--- begin MATERIALS PROVIDED ---

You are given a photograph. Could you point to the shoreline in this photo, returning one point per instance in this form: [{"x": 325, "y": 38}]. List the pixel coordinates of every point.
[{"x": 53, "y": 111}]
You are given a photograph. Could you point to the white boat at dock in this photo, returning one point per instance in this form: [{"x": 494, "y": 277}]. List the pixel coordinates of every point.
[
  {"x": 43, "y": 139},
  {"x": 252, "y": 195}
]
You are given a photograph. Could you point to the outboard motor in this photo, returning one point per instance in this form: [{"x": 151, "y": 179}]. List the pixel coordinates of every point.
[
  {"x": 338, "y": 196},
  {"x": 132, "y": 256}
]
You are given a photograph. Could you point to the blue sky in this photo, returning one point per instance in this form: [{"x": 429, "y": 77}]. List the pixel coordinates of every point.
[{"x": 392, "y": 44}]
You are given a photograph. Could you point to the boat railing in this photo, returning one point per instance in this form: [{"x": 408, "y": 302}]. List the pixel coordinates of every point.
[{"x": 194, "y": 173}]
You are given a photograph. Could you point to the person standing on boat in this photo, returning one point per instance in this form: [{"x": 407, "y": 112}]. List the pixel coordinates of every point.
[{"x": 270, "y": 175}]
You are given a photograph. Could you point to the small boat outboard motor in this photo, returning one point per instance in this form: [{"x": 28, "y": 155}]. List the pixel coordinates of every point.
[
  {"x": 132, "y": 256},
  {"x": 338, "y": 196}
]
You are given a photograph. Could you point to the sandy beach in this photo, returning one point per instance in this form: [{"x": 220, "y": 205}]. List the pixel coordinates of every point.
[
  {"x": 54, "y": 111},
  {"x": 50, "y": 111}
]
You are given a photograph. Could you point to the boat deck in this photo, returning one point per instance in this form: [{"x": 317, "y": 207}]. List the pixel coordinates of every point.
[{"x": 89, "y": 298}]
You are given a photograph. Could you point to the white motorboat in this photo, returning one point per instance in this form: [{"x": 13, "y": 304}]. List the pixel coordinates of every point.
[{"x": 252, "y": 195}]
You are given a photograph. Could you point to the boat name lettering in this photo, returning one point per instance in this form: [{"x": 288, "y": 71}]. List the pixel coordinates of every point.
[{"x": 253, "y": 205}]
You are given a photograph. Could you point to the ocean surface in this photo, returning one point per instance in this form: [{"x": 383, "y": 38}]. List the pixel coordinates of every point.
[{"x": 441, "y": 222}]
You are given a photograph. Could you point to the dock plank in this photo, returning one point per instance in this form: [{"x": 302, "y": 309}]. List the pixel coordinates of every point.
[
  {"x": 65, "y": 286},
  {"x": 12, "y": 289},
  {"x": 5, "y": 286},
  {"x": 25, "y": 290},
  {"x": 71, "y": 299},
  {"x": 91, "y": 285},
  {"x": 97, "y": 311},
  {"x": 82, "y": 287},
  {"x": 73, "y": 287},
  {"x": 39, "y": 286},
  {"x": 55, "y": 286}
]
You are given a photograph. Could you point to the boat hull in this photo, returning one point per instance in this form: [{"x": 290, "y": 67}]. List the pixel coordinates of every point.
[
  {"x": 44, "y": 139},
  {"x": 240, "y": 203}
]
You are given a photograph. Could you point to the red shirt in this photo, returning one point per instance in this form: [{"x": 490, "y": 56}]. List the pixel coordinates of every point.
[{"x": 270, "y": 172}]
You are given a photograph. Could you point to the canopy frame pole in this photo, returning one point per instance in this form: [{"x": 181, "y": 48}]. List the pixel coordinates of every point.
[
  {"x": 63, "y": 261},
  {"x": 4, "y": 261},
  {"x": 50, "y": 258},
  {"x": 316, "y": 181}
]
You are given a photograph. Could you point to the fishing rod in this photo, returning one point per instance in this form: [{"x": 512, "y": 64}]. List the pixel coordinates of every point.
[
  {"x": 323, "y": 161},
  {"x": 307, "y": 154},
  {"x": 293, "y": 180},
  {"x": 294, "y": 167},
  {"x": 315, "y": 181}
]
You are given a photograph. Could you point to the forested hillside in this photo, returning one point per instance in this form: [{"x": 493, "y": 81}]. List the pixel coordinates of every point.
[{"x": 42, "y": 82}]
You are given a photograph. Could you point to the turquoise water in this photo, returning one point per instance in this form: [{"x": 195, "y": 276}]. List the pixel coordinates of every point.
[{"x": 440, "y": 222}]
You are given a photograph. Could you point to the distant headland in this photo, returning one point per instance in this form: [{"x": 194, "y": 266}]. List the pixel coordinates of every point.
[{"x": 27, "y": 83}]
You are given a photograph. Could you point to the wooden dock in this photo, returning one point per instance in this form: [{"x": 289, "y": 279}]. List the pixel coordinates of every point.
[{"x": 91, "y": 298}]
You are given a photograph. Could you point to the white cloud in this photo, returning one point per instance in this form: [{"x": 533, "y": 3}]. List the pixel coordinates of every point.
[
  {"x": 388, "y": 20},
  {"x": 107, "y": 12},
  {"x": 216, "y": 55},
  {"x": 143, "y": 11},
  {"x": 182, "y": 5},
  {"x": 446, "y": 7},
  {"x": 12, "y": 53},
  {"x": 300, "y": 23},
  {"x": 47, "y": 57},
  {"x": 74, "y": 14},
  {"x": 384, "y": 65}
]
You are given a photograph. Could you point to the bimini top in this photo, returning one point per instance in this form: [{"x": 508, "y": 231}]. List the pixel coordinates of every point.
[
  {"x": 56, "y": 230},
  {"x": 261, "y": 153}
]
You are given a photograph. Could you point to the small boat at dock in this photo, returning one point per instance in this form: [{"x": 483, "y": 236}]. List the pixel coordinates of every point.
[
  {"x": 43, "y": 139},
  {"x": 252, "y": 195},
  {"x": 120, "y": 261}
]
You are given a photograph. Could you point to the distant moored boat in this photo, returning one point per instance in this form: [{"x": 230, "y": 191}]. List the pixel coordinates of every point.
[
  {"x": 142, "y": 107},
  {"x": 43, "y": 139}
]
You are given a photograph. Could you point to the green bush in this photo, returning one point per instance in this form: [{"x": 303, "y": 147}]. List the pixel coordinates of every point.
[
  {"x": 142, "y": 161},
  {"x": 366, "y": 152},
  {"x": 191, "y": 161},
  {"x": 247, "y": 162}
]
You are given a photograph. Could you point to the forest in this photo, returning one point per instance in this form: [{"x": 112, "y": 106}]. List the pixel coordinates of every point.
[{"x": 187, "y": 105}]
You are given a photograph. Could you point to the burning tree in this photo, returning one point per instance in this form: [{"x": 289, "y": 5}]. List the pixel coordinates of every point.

--- end MATERIALS PROVIDED ---

### DIRECTION
Extract every entry above as it appears.

### OUTPUT OF THE EXERCISE
You are given a photograph. Could you point to the shoreline in this photo, returning one point per instance in this form: [{"x": 325, "y": 38}]. List the pixel coordinates of every point.
[{"x": 53, "y": 111}]
You are given a photograph. Could you point to the white boat at dock in this photo, returning one point per instance in this form: [{"x": 494, "y": 277}]. List the pixel coordinates of every point.
[
  {"x": 43, "y": 139},
  {"x": 252, "y": 195}
]
You are given a photograph. Could you point to the outboard motor in this photo, returning one point per instance in this form: [{"x": 151, "y": 179}]. List the pixel coordinates of every point.
[
  {"x": 338, "y": 196},
  {"x": 132, "y": 256}
]
You are given a photograph. Could you point to the blue sky in this photo, returning one point per instance in this form: [{"x": 429, "y": 77}]. List the pixel coordinates of every point.
[{"x": 392, "y": 44}]
You are given a photograph. Could you point to the boat railing in this photo, returning one point per instance in this form: [{"x": 408, "y": 302}]. List the pixel coordinates of every point.
[{"x": 194, "y": 173}]
You are given a photograph. Could you point to the person standing on boat in this photo, returning one point per instance in this form: [{"x": 407, "y": 112}]. List the pixel coordinates of every point.
[{"x": 270, "y": 175}]
You are given a photograph. Could you point to the small boat outboard motor in this photo, returning one point per instance in this form: [{"x": 28, "y": 155}]. List the pixel coordinates of every point.
[
  {"x": 132, "y": 256},
  {"x": 338, "y": 196}
]
You are given a photograph. Could you point to the sandy beach in this photo, returning one point per instance in this form: [{"x": 220, "y": 205}]. List the pixel coordinates of every point.
[
  {"x": 54, "y": 111},
  {"x": 50, "y": 111}
]
You are given a photograph. Could you point to the boat deck in this photo, returning one point per instance in this form: [{"x": 317, "y": 207}]. List the pixel coordinates of every point.
[{"x": 89, "y": 298}]
You are given a photograph. Could you point to the white motorboat in this photo, returning one point per instance in this form: [{"x": 13, "y": 304}]. List the pixel coordinates of every point.
[{"x": 252, "y": 195}]
You are given a photograph. Could you point to the boat name lettering in this photo, returning one point per instance in this form: [{"x": 288, "y": 71}]. List the pixel coordinates of every point.
[{"x": 253, "y": 205}]
You are given a photograph. Could you point to the ocean surface in this photo, returning one point per instance in this form: [{"x": 383, "y": 38}]. List the pixel coordinates of every point.
[{"x": 441, "y": 222}]
You are given a photograph. Could you point to the dock plank in this photo, returning one point per instance in this form: [{"x": 302, "y": 309}]. List the pixel coordinates of every point.
[
  {"x": 65, "y": 286},
  {"x": 12, "y": 289},
  {"x": 5, "y": 286},
  {"x": 25, "y": 290},
  {"x": 71, "y": 299},
  {"x": 91, "y": 285},
  {"x": 97, "y": 311},
  {"x": 82, "y": 287},
  {"x": 73, "y": 287},
  {"x": 39, "y": 286},
  {"x": 55, "y": 286}
]
You are given a photograph. Could you point to the boat hull in this photo, returning one point per instance in this form: [{"x": 290, "y": 67}]. List the pixel coordinates of every point.
[
  {"x": 44, "y": 139},
  {"x": 240, "y": 203}
]
You are given a photograph. Could you point to the red shirt in this photo, returning one point per instance in this form: [{"x": 490, "y": 56}]. List the pixel coordinates of every point.
[{"x": 270, "y": 172}]
You are given a photograph. Could you point to the canopy frame pole in this photo, returning one point per instance in this form: [{"x": 181, "y": 48}]. List the pixel coordinates of every point.
[
  {"x": 63, "y": 261},
  {"x": 4, "y": 261},
  {"x": 50, "y": 258},
  {"x": 316, "y": 181}
]
You are given a photograph. Could you point to the fishing rod in this photo, returning one point per instance in this form: [{"x": 512, "y": 64}]. List the pixel coordinates of every point.
[
  {"x": 323, "y": 161},
  {"x": 307, "y": 154},
  {"x": 293, "y": 180},
  {"x": 294, "y": 167},
  {"x": 315, "y": 181}
]
You are given a photograph. Could you point to the forested hillside in this photo, returning one point per instance in this form: [{"x": 493, "y": 81}]. List the pixel coordinates of every point.
[{"x": 42, "y": 82}]
You are given a photograph. Could you point to the turquoise water in this photo, returning one point per instance in this form: [{"x": 195, "y": 276}]. List the pixel coordinates of every point.
[{"x": 440, "y": 222}]
You are given a photograph. Could you point to the distant headland in this photo, returning one point per instance in this form: [{"x": 194, "y": 266}]. List the pixel coordinates of every point.
[{"x": 27, "y": 83}]
You are given a photograph. Could you point to the wooden dock in this photo, returning one point per instance in this form: [{"x": 289, "y": 279}]. List the pixel coordinates of every point.
[{"x": 91, "y": 298}]
You are given a photograph. Could you point to the white cloud in this photo, returning one point per instance in this form: [{"x": 533, "y": 3}]. List the pixel coordinates of every point.
[
  {"x": 388, "y": 20},
  {"x": 107, "y": 12},
  {"x": 216, "y": 55},
  {"x": 143, "y": 11},
  {"x": 182, "y": 5},
  {"x": 446, "y": 7},
  {"x": 12, "y": 53},
  {"x": 300, "y": 23},
  {"x": 47, "y": 57},
  {"x": 74, "y": 14},
  {"x": 384, "y": 65}
]
You are given a photograph. Could you point to the bimini top in this photo, returning one point per instance in this form: [{"x": 508, "y": 231}]. List the pixel coordinates of every point.
[
  {"x": 56, "y": 230},
  {"x": 261, "y": 153}
]
You are given a photograph. Could you point to the small boat at dock in this photo, returning one point per instance in this form: [{"x": 483, "y": 236}]. List the pixel coordinates of every point.
[
  {"x": 43, "y": 139},
  {"x": 252, "y": 195},
  {"x": 120, "y": 261}
]
You are given a photograph. Could you point to the distant moored boat in this photo, returning one point per instance in this form: [{"x": 230, "y": 191}]. List the pixel coordinates of every point.
[
  {"x": 142, "y": 107},
  {"x": 43, "y": 139}
]
You are given a photograph. Could you point to the green bush in this photo, returning one point per instance in this form: [{"x": 303, "y": 147}]. List the pixel coordinates of every point.
[
  {"x": 142, "y": 161},
  {"x": 366, "y": 152},
  {"x": 191, "y": 161},
  {"x": 247, "y": 162}
]
You are given a photograph. Could you point to the forest in this photo, returning one point per instance in this form: [{"x": 112, "y": 106}]. List the pixel coordinates of every point.
[{"x": 187, "y": 105}]
You are given a photograph. Could you point to the burning tree in this photo, returning one point per instance in this form: [{"x": 289, "y": 5}]. List the pixel coordinates of every point.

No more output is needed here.